* GIVEN INSTRUCTION
Can you write out the lines below, starting at the first one and stopping after the one that contains "313 207 L 318", with "snow-covered fir tree" replaced by "spruce" and nothing else changed? Leave the picture out.

* SUPPLIED RECORDS
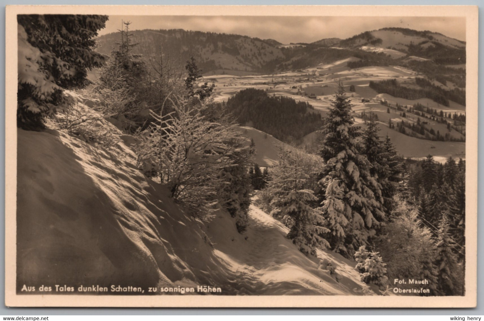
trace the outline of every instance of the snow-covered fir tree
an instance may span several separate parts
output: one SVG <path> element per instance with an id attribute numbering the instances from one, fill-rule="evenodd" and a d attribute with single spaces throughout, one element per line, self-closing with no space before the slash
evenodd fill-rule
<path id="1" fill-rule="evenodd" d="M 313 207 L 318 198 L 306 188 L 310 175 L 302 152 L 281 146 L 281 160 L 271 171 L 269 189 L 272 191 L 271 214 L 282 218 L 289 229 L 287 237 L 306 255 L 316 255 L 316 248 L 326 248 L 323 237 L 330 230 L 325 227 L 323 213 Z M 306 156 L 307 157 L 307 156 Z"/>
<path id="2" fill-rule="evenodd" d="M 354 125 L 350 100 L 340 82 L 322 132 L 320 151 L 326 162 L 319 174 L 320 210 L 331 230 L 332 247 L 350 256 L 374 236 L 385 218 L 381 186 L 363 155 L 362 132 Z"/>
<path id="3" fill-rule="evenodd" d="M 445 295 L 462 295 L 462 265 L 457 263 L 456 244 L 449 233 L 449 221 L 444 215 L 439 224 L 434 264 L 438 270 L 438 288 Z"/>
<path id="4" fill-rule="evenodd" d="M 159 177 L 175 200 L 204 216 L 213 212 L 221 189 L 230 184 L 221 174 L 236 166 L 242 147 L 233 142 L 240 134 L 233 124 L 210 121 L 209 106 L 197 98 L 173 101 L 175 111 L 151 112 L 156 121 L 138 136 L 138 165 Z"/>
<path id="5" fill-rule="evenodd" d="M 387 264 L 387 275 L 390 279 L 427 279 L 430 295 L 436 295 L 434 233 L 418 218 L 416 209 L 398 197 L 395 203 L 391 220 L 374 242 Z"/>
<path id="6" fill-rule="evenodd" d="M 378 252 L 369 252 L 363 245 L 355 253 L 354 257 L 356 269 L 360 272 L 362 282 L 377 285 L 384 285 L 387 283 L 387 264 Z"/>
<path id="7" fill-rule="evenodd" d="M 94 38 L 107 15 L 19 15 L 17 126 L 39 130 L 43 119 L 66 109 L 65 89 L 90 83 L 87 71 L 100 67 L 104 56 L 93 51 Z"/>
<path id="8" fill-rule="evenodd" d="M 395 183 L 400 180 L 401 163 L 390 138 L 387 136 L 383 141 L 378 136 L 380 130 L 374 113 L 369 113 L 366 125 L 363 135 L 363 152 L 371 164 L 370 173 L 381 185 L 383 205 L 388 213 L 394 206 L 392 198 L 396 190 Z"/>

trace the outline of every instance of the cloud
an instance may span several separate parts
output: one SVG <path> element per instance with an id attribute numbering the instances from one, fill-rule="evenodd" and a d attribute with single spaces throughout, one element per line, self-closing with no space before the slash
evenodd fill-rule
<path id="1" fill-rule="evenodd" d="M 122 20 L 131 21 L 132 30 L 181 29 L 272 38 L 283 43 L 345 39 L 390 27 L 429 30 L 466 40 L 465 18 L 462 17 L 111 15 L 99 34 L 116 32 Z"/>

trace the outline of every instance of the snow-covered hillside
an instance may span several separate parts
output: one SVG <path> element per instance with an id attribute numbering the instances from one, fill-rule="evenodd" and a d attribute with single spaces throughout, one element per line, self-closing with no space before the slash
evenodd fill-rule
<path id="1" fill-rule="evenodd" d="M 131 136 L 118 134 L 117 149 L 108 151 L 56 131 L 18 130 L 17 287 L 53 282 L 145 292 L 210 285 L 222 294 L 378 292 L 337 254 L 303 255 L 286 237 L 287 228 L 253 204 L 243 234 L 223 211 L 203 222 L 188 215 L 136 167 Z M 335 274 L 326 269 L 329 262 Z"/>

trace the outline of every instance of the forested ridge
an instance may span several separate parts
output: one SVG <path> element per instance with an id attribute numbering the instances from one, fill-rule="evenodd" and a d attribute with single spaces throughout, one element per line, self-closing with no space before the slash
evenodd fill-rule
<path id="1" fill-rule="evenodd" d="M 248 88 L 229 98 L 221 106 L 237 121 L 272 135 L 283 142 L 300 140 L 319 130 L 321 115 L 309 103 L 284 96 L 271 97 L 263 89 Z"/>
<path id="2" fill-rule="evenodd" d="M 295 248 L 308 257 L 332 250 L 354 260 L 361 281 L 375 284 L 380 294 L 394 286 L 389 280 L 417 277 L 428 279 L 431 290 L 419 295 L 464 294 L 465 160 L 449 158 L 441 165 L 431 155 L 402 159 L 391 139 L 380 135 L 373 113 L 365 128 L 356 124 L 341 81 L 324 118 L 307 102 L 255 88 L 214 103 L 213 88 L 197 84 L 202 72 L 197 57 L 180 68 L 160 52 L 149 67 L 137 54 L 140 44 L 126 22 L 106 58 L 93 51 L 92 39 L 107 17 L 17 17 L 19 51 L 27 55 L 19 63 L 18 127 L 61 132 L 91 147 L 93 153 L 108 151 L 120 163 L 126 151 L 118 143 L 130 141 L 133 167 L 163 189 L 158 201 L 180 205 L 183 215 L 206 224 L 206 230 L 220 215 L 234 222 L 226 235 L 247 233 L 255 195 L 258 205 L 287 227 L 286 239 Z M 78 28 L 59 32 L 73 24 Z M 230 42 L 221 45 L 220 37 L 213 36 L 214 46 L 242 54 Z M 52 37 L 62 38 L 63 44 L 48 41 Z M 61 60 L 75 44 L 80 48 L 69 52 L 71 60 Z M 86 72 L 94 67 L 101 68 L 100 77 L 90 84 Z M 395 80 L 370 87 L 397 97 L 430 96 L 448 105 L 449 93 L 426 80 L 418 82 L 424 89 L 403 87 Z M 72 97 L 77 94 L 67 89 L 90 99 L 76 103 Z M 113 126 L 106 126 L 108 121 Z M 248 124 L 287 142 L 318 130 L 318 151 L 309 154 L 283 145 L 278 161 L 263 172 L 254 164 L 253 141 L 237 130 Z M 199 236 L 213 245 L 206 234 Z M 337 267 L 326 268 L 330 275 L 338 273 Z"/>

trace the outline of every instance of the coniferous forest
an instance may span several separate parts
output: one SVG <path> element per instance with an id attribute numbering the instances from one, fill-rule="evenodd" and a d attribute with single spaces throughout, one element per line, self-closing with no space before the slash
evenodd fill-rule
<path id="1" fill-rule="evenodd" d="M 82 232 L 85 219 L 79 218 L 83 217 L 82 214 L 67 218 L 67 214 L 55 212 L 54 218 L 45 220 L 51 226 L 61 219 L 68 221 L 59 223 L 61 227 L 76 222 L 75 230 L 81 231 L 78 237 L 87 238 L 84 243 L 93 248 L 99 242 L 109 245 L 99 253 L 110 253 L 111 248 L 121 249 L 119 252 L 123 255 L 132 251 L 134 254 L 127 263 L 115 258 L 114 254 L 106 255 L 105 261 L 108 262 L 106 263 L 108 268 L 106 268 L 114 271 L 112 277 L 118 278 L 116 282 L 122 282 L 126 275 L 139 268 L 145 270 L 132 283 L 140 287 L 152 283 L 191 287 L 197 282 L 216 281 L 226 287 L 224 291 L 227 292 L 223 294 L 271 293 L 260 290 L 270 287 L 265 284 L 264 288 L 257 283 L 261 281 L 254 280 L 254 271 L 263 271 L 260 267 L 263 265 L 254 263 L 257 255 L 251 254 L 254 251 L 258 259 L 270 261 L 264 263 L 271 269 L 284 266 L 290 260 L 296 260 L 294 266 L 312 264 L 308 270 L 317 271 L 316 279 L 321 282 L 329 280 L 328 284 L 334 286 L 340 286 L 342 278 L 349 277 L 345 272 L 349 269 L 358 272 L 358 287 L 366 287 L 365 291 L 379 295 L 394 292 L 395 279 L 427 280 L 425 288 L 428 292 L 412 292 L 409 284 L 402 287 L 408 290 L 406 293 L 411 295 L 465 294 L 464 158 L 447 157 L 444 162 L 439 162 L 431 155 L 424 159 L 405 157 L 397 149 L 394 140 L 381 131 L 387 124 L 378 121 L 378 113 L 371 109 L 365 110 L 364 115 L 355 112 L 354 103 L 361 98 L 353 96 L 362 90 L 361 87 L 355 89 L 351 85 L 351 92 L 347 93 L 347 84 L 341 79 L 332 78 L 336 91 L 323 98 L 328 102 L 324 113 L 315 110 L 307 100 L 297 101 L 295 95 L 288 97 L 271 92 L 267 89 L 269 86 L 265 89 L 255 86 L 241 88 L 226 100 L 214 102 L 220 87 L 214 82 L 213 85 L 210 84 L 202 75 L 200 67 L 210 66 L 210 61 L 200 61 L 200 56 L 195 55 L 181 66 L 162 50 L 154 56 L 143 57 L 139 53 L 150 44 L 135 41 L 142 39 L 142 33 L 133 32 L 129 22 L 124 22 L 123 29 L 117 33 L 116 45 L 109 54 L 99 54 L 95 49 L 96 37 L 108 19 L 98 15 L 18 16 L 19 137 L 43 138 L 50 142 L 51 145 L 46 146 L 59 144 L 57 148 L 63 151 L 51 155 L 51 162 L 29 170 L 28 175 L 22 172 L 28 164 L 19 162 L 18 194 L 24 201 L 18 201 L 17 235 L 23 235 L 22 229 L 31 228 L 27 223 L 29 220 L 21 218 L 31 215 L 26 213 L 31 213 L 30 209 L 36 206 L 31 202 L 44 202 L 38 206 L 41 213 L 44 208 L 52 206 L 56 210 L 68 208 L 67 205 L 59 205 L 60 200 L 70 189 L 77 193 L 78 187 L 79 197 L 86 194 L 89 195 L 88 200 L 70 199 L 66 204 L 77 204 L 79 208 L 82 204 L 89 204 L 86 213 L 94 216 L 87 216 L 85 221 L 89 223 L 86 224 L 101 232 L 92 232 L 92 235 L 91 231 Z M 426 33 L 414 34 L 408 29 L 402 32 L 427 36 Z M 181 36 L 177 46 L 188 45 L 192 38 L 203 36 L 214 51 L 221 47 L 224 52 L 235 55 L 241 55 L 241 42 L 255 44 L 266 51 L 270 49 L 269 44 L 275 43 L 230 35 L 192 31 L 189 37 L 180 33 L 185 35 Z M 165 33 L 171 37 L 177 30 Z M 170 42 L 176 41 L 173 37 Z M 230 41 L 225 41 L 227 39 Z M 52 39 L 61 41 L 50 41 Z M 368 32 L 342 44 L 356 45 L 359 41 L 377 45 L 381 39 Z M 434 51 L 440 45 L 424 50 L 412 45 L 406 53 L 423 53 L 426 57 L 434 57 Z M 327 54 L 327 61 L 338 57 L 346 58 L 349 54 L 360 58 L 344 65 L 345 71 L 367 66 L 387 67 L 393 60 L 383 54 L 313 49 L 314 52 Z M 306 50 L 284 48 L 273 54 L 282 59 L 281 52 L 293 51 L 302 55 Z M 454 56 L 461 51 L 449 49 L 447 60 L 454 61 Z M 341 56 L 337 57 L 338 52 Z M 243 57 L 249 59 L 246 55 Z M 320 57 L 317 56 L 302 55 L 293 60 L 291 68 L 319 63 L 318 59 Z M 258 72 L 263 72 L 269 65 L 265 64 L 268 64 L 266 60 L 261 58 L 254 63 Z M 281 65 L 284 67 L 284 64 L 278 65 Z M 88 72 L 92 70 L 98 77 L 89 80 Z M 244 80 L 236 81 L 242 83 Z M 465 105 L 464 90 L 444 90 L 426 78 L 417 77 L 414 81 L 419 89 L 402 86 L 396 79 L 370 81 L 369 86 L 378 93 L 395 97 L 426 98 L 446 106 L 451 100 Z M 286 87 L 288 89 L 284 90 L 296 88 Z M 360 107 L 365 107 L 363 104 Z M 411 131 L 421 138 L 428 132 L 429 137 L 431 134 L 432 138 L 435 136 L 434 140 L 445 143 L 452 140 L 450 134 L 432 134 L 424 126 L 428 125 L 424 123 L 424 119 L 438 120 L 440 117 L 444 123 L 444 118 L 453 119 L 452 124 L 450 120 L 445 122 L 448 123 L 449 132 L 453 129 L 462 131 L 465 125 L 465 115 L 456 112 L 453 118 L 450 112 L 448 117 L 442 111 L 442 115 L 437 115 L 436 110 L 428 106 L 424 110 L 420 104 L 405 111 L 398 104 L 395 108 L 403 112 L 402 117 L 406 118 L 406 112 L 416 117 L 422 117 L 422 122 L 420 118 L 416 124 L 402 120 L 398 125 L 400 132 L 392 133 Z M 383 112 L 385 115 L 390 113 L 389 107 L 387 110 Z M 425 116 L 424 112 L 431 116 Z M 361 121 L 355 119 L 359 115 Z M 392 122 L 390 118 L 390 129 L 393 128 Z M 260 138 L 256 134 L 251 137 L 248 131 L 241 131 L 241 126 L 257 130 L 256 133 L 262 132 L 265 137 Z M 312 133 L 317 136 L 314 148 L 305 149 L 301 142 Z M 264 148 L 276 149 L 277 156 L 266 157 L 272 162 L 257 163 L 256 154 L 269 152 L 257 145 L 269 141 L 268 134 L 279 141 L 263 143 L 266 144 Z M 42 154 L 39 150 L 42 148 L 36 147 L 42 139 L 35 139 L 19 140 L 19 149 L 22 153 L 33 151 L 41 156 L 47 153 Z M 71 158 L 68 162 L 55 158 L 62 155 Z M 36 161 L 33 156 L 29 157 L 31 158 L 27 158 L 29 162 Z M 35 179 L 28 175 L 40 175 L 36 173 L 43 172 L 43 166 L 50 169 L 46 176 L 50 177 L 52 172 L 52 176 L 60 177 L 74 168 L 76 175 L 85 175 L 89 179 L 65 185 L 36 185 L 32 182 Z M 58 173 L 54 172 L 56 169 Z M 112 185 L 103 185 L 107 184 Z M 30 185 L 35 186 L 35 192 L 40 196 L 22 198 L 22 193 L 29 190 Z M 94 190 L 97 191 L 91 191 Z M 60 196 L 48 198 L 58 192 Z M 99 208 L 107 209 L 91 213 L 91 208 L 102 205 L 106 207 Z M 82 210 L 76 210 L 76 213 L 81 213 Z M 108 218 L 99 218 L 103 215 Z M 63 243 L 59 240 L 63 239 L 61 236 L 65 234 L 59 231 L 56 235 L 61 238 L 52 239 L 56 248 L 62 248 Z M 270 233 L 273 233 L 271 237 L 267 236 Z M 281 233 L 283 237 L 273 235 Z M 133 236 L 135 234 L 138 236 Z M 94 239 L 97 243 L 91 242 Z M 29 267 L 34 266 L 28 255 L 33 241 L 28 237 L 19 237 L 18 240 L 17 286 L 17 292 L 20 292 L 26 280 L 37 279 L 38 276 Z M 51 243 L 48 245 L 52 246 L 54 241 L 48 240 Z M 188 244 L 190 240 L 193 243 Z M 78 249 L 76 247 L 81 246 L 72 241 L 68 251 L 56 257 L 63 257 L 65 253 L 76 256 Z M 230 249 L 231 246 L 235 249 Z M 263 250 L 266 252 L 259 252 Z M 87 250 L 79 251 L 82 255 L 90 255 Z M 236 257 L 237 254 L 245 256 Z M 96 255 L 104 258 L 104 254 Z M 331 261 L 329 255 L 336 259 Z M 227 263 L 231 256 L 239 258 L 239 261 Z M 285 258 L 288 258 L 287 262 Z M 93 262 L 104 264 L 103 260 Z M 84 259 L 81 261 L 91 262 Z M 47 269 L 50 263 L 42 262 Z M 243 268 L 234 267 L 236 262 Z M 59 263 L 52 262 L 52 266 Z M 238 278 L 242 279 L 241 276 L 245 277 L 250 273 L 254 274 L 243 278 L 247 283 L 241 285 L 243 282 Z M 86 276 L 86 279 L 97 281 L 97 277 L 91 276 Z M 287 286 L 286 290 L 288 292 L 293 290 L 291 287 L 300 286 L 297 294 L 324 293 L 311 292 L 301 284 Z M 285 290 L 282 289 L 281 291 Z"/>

* WRITTEN RESPONSE
trace the outline of every instance of the spruce
an instance may span several separate parts
output: one SVG <path> element per instance with an id attribute numbering the instances from one, fill-rule="evenodd" and a d attribute with single spaces throughout, one element per line, self-closing with no space before the slash
evenodd fill-rule
<path id="1" fill-rule="evenodd" d="M 313 207 L 318 198 L 306 188 L 310 175 L 302 152 L 281 146 L 281 160 L 271 171 L 269 189 L 272 191 L 271 214 L 282 218 L 289 229 L 287 237 L 306 255 L 316 255 L 316 248 L 326 248 L 323 237 L 330 230 L 325 227 L 323 213 Z M 306 156 L 307 157 L 307 156 Z"/>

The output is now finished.